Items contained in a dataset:
=====

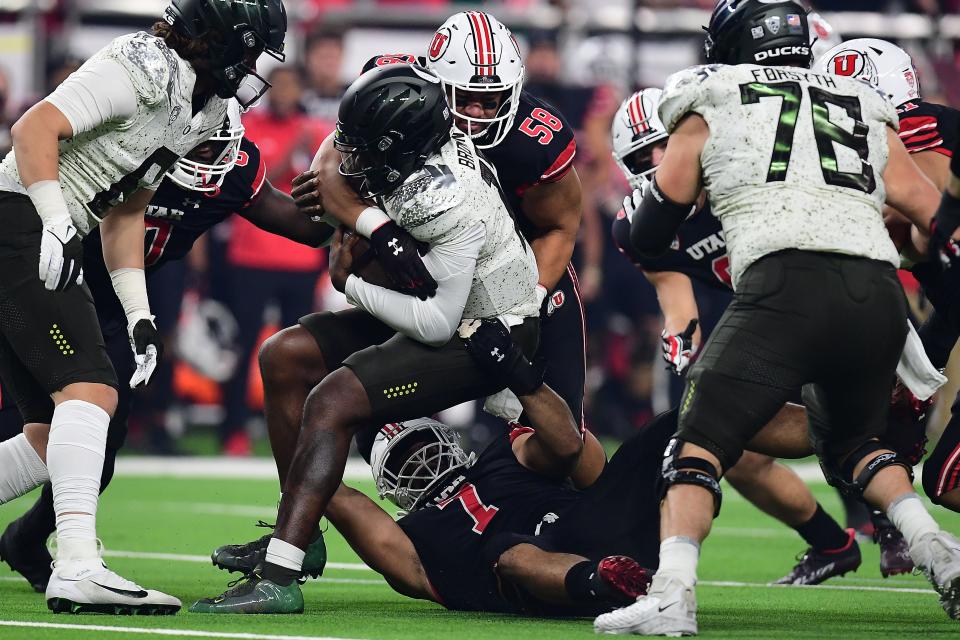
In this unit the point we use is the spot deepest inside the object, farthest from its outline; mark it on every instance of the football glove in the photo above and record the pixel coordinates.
(400, 254)
(147, 349)
(679, 349)
(497, 355)
(61, 255)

=====

WHAT IS NEEDED:
Rewrite every line of the items above, including the request text, with each pixel coordinate in the answers multiplied by 1.75 and rounded to the nearest whole number, rounding halves up. Leave the pictures out of your output.

ANSWER TO THIS EXERCISE:
In this unit the point we use is the spot deepest inside the object, farthest from its outline; mark it on every instance of the football glove in the photo above and record the pixel coordinates.
(700, 445)
(257, 611)
(1188, 611)
(870, 621)
(107, 446)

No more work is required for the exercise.